Sometimes he has a mutual friend who has a small army of dark angels to ally with him to match me in points in some larger games (and to let our friend participate)

This is what he has for sure:

x1 Azriel w/ combi-weapon, power sword 
x1 Terminators Squad w/ 5 terminators in it (mainly geared for CC) 
x1Terminator Chapions squads w/ 5 terminators in it (all geard for CC) 
x1 Tactical Marine Squad w/ 9 marines, 1 sgt, 1 plasma cannon, 1 plasma rifle 
x1 Raven Wing biker squad w/ 3 bikers 


Here is my updated army, but I still have access to all the units in my first post.

HQ 

Chaos sorcerer with disc of tzeentch 
KHORNE LORD ON JUGGERNAUT WITH AXE OF BLIND FURY 
which replaced the daemon prince which most people suggested I remove 

Troops (which ill figure out how many I need moving forward, but this is how many I have currently) 

chaos cultists (30x)
chaos space marines (20x)

and not sure if i should add khorne berzerkers since they are a troop choice now 

Elite 

3 units of 3 chaos terminators for deepstriking and melta weapons 


Fast attack 

x2 helldrakes with baleflamers 
x3 chaos bikers (with meltaguns)

Heavy 

forgefiend 
chaos predator (3x lascannons)
havoc squad (2x lascannons, 2x autocannons)

aegis defense line

We usually play with 2000 or more points so we let each other have access to a secondary primary detachment. Which is nice because I like the idea of obliterators now.

[Required task]: From the forum post, list every unit the opponent is said to have "for sure," including the gear noted for each.

[Extracted records]:
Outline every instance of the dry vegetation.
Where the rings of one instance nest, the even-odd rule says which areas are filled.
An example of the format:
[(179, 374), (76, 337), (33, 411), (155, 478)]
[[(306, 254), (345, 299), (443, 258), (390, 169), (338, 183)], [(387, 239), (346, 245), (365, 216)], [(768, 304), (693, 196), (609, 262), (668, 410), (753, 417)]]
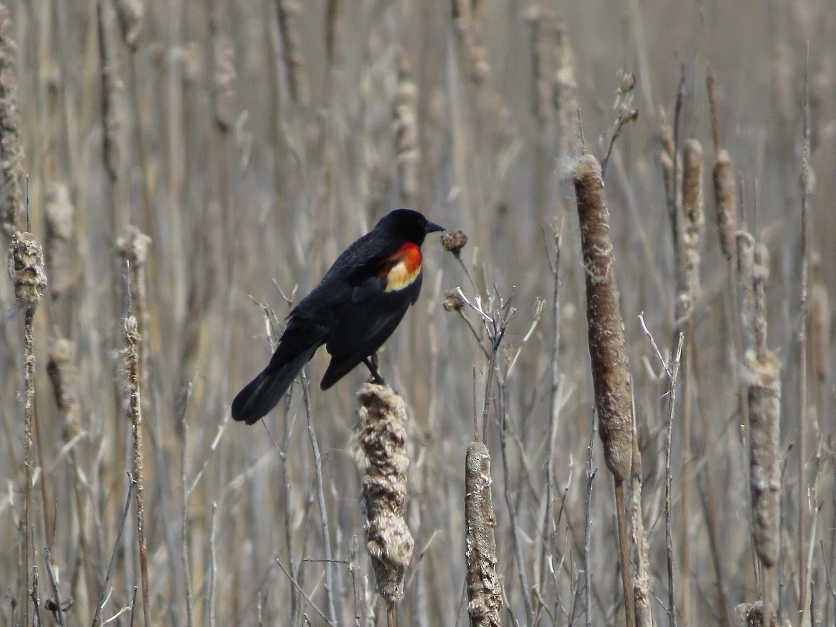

[Result of the task]:
- x1 Azriel w/ combi-weapon, power sword
- x1 Terminators Squad w/ 5 terminators in it (mainly geared for CC)
- x1Terminator Chapions squads w/ 5 terminators in it (all geard for CC)
- x1 Tactical Marine Squad w/ 9 marines, 1 sgt, 1 plasma cannon, 1 plasma rifle
- x1 Raven Wing biker squad w/ 3 bikers